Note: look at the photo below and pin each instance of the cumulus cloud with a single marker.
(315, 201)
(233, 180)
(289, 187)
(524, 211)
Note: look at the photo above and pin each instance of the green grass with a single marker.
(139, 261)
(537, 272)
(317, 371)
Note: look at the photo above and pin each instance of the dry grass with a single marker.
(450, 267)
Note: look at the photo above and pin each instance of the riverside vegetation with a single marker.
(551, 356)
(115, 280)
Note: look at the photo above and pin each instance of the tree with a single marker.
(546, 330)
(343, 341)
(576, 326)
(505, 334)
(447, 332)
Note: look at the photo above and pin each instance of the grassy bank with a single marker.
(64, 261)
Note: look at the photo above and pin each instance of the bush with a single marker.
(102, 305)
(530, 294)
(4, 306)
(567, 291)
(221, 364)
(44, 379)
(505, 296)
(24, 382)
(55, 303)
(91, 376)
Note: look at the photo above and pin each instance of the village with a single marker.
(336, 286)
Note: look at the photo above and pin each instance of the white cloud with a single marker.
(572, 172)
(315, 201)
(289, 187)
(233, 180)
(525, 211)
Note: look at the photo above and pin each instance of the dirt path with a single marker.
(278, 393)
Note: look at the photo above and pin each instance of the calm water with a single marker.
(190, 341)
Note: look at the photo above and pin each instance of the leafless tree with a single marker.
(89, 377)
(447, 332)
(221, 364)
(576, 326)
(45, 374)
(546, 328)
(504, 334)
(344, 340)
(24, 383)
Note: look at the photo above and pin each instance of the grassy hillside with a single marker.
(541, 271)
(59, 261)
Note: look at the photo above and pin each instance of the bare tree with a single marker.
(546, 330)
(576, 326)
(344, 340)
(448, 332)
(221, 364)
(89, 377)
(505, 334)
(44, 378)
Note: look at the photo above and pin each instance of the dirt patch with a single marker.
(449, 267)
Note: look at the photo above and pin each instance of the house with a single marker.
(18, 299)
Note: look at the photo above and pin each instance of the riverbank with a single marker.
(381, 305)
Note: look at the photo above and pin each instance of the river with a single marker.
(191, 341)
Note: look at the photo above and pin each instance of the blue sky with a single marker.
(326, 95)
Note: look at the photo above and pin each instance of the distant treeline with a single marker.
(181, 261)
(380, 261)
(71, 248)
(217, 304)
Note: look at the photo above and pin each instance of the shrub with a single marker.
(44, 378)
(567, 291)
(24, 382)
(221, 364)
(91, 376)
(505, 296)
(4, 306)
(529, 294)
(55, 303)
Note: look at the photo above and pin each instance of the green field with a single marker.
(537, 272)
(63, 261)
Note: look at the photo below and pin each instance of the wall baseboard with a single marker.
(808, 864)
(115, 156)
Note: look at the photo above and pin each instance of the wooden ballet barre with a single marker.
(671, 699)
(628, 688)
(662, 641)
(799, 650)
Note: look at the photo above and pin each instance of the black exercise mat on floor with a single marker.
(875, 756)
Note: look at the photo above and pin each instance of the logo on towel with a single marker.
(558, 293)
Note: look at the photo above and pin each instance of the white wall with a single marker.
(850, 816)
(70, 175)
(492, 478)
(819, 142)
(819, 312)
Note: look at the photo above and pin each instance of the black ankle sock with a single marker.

--------------------------------

The data above must be returned in full, exactly as written.

Note: look at the photo below and pin each instance of the cumulus cloud with a single marker.
(315, 201)
(233, 180)
(289, 187)
(524, 211)
Note: look at the photo above and pin each instance of the green grass with a single marker.
(139, 261)
(537, 272)
(317, 371)
Note: look at the photo above and pin each instance of the dry grass with a single marker.
(450, 267)
Note: look at the photo above and pin each instance of the riverside vegetation with a single marker.
(551, 356)
(115, 280)
Note: look at the photo above and pin each instance of the tree with a single marker.
(546, 330)
(343, 341)
(576, 326)
(505, 334)
(447, 332)
Note: look at the photo above and pin each instance of the grassy bank with a single marker.
(64, 261)
Note: look at the photo above and pin each instance of the bush with a single marker.
(102, 305)
(530, 294)
(4, 306)
(567, 291)
(221, 364)
(44, 379)
(505, 296)
(24, 382)
(55, 303)
(91, 376)
Note: look at the photo above and pin each instance of the village with a single marker.
(336, 286)
Note: look at the photo above and pin each instance of the white cloud with a single marker.
(572, 172)
(315, 201)
(289, 187)
(233, 180)
(525, 211)
Note: look at the photo above and pin each instance of the dirt path with a single marker.
(278, 393)
Note: look at the photo above and pin each instance of the calm water with a single marker.
(190, 341)
Note: look at the photo above and pin each instance of the leafless tree with a single marker.
(89, 377)
(447, 332)
(221, 364)
(576, 326)
(45, 374)
(546, 328)
(504, 334)
(344, 340)
(24, 383)
Note: look at the photo above and pin each instance of the grassy hillside with a single marker.
(541, 271)
(59, 261)
Note: look at the photo above and pin each instance of the bare tree with a single marker.
(546, 330)
(576, 326)
(344, 340)
(448, 332)
(221, 364)
(89, 377)
(505, 334)
(44, 378)
Note: look at the photo above and pin each instance of the dirt patch with a single marker.
(449, 267)
Note: look at the photo above and pin each instance of the house with a single marker.
(18, 299)
Note: look at the photo above and pin each instance of the riverbank with a single marker.
(381, 305)
Note: look at the photo above and pin each instance of the river with a single marker.
(191, 341)
Note: look at the photo above and pin each instance of the blue sky with a single marker.
(326, 95)
Note: look at the photo above and pin each instance of the distant treeline with a single marker.
(181, 261)
(380, 261)
(71, 248)
(217, 304)
Note: look at the photo above and pin each instance of the shrub with a single marker.
(44, 378)
(567, 291)
(24, 382)
(221, 364)
(91, 376)
(505, 296)
(4, 306)
(529, 294)
(55, 303)
Note: look at the photo above and pin each instance of the green field with a single marker.
(537, 272)
(63, 261)
Note: look at the photo below and pin each instance of the wall baseboard with a single marker.
(808, 864)
(115, 156)
Note: look at the photo above and pin each instance of the wooden ballet barre with a single marker.
(671, 699)
(628, 688)
(662, 641)
(799, 650)
Note: look at the photo above and pin each instance of the black exercise mat on floor with a single marker.
(875, 756)
Note: look at the photo above and pin each instance of the logo on towel with a single marker.
(558, 293)
Note: look at the photo above and pin each instance of the white wall with a single marker.
(850, 816)
(70, 175)
(492, 478)
(819, 142)
(819, 312)
Note: look at the photo above and pin each instance of the black ankle sock with a single marker.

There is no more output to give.